START Source document

When Bowie was around 10 years old, the family moved to North Carolina which is where John Stanford, Bowie's step-father lived. Bowie's mother frequently left Bowie with John Stanford and went back to Philadelphia for days, sometimes weeks. Often John also was gone from the home, leaving Bowie in charge of the younger children. Bowie began getting in trouble with the law after moving to North Carolina. When he was twelve, Catawba County DSS became involved in his life at the request of a juvenile court counselor. Bowie's mother subsequently sought DSS custody for Bowie because she no longer was able to control him. Because there was no stable adult supervision at home, Bowie ran the streets. Joanne Sigmon became Bowie's social worker, and they developed a close relationship. Joanne was able to secure a place for Bowie at Sipes. Bowie lived there until he was nineteen.
Petitioner's evidence tended to show that Sipes provided a stable environment for him. He was well-liked by the staff and other residents. He often was considered to be the "pet" or favorite of his house parents. He became particularly close to house parent Lydia Anglin and her sons. Anglin took him to Oklahoma with her family for a family reunion one summer. Evidence also showed that Bowie largely stayed out of trouble with the law while he was at Sipes. His troubles tended to reemerge when he went home for long visits because the environment there had not improved. His mother still abused substances and frequently was absent from the home. At some point, his mother and step-father separated permanently, adding another element of instability in his life.
Evidence from Sipes personnel and from Joanne Sigmon tended to show that Bowie had a difficult time adjusting when people he was close to disappeared from his life. For example, when his juvenile court counselor died, Bowie had a difficult time coping. The same is true when Brian Phelps, the director at Sipes, left. Bowie did receive some mental health counseling during this time, and expert testimony tended to show that his inability to adequately deal with the loss of these people in his life was evidence that he was suffering from an adjustment disorder. Evidence also tended to show that Bowie had low-self esteem, lacked confidence and tended to follow the lead of whatever group he was with at the time. Almost all of the witnesses who testified for him at sentencing described him as a follower, not a leader.
Evidence from Sipes personnel, Joanne Sigmon and school personnel tended to show that Bowie was a below average to average student whose academic record was spotty. When motivated, he would complete his work and work hard at his studies. At other times he neglected his school work. However, after failing the eighth grade, Bowie passed each year either on time or after making up classes during summer school. He successfully graduated from highschool. Additionally, he played football and was very successful at it. He won several awards and was praised by his coaches for his hard work and willingness to take constructive criticism. Evidence presented tended to show that Bowie was polite, nice, friendly and respectful and that his teachers, coaches and peers liked him.

END Source document

What you need to do:
1. From the account of Bowie's background, copy the passage starting with "Evidence from Sipes personnel, Joanne" and going on through "peers liked him.".
2. According to the account of Bowie's background, which house parent at Sipes did Bowie become particularly close to?

START Records supplied

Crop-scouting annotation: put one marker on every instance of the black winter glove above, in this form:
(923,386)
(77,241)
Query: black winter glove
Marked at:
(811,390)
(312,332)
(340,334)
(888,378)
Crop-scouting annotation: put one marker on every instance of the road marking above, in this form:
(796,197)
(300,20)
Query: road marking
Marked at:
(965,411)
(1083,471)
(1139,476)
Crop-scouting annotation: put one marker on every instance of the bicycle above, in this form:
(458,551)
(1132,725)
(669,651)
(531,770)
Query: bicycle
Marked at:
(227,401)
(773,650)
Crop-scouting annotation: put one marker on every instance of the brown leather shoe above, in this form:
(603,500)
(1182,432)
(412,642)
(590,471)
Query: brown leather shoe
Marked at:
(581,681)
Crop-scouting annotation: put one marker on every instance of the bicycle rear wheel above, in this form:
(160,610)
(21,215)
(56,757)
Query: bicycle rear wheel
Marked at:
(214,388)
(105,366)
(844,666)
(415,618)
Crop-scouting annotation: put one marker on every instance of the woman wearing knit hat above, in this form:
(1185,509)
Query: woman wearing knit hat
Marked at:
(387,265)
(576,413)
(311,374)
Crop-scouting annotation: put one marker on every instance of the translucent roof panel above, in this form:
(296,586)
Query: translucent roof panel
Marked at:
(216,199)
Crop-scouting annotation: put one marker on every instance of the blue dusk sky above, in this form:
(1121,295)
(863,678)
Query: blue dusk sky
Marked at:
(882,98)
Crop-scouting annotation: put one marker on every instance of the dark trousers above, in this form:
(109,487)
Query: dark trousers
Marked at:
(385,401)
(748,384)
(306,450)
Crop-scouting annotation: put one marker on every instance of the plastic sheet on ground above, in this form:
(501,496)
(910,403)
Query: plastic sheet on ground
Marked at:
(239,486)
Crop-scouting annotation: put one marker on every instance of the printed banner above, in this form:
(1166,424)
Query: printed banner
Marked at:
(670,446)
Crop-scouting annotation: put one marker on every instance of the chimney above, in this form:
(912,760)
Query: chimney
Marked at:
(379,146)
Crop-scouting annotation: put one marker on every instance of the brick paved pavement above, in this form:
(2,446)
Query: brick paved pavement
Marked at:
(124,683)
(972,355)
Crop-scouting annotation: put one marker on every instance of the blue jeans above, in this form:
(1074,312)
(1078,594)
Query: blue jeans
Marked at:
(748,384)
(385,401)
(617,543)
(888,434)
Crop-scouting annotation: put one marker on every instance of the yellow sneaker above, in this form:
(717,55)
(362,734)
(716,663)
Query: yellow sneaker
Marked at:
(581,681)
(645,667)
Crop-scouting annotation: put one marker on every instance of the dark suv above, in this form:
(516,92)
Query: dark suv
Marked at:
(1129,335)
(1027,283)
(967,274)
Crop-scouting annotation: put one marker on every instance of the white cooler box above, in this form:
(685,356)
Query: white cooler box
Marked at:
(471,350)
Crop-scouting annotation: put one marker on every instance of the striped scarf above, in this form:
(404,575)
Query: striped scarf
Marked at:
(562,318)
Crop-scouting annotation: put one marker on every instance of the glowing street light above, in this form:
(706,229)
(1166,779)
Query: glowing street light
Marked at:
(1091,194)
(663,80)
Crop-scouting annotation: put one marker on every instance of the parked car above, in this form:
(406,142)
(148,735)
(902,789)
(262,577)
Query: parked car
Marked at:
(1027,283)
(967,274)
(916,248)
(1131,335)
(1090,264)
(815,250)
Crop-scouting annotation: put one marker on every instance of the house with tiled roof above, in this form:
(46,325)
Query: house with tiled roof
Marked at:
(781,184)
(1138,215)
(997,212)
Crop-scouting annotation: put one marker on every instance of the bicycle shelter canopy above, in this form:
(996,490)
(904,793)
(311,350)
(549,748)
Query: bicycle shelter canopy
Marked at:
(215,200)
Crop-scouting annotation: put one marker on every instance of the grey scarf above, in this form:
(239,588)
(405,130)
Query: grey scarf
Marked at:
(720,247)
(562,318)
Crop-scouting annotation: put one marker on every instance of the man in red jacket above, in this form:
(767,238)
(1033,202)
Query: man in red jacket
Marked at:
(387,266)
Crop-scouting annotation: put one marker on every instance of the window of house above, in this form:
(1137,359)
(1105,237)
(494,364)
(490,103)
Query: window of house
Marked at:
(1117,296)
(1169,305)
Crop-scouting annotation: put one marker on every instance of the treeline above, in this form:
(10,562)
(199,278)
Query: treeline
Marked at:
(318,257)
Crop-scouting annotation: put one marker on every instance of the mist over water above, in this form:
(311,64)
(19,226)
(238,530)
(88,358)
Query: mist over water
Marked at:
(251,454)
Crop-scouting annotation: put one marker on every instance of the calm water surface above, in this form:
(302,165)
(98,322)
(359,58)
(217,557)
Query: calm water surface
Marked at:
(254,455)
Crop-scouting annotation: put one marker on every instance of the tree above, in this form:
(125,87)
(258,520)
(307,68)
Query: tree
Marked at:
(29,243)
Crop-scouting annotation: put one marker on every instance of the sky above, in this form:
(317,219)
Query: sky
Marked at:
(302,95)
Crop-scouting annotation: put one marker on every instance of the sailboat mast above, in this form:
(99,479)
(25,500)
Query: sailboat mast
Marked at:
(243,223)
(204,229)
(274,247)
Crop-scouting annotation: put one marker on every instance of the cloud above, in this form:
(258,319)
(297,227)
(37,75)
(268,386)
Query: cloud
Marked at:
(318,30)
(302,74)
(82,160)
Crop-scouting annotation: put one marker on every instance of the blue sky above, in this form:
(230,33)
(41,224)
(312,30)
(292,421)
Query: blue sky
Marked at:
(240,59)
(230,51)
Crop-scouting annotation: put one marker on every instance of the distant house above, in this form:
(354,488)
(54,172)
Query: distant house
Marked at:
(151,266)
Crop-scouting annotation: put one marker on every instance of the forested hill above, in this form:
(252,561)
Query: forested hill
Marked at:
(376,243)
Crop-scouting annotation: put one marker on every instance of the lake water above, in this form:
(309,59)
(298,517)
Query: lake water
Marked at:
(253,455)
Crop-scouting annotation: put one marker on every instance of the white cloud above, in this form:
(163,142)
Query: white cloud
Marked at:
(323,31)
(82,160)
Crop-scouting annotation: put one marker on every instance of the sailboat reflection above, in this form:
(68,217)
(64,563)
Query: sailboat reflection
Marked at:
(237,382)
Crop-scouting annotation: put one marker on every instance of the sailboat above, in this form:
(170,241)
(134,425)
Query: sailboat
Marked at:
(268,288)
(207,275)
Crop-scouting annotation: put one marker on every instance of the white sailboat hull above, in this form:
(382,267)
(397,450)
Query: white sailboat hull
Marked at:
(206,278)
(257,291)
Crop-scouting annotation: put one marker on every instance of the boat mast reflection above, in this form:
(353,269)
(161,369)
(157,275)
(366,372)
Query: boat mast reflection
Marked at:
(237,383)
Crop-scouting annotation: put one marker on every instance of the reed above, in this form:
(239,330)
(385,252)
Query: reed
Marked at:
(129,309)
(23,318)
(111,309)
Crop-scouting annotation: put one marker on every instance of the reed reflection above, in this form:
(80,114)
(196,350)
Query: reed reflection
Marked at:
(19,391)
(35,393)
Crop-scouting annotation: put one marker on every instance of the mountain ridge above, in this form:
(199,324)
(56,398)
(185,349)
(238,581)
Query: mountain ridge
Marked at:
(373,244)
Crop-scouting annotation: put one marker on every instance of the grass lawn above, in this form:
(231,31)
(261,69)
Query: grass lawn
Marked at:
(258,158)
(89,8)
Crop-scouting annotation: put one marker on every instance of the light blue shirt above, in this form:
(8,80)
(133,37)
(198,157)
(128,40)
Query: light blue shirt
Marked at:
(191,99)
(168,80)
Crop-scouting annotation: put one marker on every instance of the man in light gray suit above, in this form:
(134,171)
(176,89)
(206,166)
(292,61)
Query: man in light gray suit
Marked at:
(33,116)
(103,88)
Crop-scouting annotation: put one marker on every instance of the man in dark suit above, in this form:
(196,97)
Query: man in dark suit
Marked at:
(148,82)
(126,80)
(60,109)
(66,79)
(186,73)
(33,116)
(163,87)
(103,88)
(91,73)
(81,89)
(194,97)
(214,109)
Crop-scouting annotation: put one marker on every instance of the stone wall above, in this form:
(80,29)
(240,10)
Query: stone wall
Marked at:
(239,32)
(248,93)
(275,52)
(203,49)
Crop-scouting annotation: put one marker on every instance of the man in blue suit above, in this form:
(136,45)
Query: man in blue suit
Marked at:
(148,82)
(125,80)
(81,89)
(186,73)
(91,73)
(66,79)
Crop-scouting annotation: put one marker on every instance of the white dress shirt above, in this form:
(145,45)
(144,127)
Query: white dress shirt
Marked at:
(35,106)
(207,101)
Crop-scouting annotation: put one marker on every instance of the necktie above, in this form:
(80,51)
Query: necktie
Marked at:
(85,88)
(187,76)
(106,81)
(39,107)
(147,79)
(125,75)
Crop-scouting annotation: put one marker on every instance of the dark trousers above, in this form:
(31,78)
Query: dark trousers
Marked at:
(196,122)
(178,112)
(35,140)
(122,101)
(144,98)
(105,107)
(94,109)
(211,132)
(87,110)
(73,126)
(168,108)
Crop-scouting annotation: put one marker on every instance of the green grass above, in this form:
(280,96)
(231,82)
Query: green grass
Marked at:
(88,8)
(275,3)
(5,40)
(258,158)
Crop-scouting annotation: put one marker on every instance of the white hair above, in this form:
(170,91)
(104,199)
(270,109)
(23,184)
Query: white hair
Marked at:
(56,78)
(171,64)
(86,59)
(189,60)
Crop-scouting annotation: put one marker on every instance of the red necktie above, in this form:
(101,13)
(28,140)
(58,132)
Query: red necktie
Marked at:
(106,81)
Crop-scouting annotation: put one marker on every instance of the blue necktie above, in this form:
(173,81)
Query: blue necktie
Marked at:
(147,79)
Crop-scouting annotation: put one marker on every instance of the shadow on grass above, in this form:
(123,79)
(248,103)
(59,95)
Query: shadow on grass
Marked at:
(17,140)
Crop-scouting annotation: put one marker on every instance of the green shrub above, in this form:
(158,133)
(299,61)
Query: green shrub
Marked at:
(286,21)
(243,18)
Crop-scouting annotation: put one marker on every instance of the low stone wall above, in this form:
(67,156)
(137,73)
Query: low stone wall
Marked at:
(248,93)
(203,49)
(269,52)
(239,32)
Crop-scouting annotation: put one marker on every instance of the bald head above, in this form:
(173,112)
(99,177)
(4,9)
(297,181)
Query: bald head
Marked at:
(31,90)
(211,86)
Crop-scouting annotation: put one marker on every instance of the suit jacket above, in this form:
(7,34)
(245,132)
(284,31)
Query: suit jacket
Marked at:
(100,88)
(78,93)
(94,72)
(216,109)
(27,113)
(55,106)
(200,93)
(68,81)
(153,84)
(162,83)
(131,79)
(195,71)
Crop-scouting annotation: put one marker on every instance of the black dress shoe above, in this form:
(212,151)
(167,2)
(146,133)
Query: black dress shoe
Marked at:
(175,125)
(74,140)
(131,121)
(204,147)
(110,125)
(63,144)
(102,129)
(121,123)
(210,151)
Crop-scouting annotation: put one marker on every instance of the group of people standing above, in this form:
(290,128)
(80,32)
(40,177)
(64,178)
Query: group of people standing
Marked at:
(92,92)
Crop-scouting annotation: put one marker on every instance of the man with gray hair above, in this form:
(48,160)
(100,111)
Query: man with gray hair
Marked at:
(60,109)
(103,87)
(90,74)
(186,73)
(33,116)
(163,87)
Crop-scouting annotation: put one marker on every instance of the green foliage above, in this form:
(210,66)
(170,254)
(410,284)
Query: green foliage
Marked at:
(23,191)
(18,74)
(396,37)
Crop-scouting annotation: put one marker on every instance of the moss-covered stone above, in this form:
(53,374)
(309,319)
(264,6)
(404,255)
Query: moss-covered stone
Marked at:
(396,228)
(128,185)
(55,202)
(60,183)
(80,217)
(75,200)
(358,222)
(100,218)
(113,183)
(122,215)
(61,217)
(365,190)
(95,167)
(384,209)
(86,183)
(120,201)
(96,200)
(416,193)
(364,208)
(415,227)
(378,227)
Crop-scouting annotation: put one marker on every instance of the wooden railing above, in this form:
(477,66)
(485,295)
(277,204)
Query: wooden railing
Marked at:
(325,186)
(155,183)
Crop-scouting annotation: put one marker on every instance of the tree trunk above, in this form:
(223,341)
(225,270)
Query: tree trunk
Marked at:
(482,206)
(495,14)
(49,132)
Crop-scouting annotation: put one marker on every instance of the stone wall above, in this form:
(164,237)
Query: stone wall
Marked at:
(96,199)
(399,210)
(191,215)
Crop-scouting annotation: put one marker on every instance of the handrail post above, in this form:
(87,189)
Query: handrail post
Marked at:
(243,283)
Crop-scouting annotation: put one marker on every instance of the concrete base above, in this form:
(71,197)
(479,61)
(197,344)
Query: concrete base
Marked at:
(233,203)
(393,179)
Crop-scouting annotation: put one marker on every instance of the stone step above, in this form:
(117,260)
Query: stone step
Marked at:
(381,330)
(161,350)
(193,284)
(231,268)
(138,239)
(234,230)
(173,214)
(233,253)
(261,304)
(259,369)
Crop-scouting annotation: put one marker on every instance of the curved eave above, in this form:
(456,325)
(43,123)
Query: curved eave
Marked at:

END Records supplied

Solved problems:
1.
Evidence from Sipes personnel, Joanne Sigmon and school personnel tended to show that Bowie was a below average to average student whose academic record was spotty. When motivated, he would complete his work and work hard at his studies. At other times he neglected his school work. However, after failing the eighth grade, Bowie passed each year either on time or after making up classes during summer school. He successfully graduated from highschool. Additionally, he played football and was very successful at it. He won several awards and was praised by his coaches for his hard work and willingness to take constructive criticism. Evidence presented tended to show that Bowie was polite, nice, friendly and respectful and that his teachers, coaches and peers liked him.

2. Lydia Anglin